-- START --
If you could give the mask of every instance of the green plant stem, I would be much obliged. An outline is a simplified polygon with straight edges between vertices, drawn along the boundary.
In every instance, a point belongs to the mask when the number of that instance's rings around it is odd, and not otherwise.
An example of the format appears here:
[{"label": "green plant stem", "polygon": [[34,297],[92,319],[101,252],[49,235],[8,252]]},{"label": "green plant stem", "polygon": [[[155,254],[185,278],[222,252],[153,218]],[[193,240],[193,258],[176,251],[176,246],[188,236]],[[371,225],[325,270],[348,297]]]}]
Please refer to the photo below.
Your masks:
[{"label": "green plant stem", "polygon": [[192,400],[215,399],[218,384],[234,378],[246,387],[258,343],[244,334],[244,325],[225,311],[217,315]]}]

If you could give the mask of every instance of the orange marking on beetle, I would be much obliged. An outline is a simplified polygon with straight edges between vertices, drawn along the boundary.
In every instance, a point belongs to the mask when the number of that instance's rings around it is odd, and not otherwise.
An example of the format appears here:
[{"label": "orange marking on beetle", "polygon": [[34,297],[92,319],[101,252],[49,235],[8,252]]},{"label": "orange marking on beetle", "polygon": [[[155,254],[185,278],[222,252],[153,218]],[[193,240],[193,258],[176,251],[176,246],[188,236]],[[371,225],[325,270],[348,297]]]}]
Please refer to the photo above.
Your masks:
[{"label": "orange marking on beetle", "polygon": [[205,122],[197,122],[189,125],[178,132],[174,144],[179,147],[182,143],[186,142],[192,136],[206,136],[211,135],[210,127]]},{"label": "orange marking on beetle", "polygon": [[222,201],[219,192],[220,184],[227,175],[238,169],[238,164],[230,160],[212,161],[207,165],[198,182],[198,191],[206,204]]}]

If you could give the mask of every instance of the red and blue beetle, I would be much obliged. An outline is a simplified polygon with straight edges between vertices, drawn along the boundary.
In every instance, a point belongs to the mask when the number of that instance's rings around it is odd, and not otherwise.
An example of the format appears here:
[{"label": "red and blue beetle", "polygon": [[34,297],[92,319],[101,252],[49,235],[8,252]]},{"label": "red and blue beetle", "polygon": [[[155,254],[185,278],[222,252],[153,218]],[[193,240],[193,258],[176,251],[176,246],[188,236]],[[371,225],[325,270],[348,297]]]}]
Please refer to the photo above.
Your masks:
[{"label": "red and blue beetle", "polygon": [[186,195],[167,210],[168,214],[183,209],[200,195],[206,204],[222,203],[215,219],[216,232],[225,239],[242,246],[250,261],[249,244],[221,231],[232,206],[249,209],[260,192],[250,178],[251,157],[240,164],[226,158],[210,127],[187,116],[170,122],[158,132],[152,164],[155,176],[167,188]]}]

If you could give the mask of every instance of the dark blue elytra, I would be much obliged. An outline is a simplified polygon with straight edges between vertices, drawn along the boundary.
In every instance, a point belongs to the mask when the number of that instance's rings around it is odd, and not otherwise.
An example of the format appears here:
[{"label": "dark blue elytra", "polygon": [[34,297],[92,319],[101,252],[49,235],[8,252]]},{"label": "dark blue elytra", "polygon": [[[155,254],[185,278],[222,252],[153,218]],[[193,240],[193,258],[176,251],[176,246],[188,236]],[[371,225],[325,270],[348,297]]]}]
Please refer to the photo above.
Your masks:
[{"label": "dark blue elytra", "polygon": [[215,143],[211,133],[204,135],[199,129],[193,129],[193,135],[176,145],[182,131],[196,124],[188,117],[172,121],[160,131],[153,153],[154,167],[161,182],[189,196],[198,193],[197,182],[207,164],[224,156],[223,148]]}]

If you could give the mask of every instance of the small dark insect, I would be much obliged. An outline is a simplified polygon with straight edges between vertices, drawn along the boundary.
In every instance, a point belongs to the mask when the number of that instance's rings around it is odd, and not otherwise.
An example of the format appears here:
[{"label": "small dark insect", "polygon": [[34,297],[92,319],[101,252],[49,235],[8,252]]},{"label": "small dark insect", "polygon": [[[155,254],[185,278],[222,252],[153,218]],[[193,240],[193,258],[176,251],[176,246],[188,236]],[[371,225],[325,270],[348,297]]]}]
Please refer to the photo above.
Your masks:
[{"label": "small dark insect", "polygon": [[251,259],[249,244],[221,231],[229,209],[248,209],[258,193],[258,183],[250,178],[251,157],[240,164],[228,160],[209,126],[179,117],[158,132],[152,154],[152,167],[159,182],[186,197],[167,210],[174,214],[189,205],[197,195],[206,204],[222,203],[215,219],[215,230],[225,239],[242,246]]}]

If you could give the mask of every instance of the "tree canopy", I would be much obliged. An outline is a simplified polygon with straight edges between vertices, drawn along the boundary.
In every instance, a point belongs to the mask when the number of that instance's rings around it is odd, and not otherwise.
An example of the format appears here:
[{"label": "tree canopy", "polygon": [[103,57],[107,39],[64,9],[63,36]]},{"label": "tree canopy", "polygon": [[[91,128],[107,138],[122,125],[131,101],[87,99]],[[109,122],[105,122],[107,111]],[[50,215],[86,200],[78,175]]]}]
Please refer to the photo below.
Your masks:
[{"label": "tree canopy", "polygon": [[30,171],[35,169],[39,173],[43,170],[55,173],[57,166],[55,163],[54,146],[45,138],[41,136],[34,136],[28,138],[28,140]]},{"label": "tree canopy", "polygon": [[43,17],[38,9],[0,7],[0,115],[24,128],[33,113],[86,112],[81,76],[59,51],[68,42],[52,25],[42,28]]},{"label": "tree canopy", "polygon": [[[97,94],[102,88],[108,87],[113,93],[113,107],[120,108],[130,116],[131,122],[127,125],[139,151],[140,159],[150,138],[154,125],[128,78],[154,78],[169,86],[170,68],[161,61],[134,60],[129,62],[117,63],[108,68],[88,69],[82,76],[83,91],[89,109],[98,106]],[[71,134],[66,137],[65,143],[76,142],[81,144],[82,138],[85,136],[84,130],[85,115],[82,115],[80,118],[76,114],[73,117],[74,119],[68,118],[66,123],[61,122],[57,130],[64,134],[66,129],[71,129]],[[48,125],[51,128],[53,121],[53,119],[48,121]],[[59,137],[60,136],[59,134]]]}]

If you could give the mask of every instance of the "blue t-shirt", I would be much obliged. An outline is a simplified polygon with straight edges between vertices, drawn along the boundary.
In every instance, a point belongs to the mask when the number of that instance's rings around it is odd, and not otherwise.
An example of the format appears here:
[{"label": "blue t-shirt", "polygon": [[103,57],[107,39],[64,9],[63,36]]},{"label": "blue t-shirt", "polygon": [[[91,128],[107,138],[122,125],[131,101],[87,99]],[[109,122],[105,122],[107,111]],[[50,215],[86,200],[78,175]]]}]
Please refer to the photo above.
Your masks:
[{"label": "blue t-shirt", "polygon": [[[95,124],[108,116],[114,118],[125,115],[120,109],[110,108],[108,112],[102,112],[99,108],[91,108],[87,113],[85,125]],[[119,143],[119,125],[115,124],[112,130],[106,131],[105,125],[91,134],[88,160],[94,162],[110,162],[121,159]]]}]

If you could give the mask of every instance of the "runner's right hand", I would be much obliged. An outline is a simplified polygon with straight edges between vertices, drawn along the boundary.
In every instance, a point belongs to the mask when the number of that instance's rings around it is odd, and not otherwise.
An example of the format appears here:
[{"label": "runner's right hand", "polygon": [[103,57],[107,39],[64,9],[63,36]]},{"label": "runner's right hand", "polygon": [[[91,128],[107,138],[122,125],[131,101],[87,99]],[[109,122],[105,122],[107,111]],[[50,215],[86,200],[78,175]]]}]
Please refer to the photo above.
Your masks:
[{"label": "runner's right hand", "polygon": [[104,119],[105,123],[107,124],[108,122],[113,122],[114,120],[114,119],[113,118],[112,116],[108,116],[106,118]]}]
-- END --
Identify every line of the records above that contains the word "insect", and copy each of those lines in full. The match is case-sensitive.

If you could give the mask of every instance of the small dark insect, I would be much obliged. An outline is a simplified polygon with straight edges between vertices, drawn along the boundary.
[{"label": "small dark insect", "polygon": [[34,297],[92,319],[101,252],[49,235],[8,252]]},{"label": "small dark insect", "polygon": [[[155,254],[185,278],[222,252],[153,218]],[[193,240],[193,258],[176,251],[176,246],[188,236]],[[371,225],[325,270],[348,297]]]}]
[{"label": "small dark insect", "polygon": [[251,259],[249,244],[221,231],[229,209],[248,209],[258,193],[258,183],[250,178],[251,157],[240,164],[228,160],[209,126],[179,117],[158,132],[152,154],[152,167],[159,182],[186,197],[167,210],[174,214],[189,205],[197,195],[206,204],[222,203],[215,219],[215,230],[225,239],[242,246]]}]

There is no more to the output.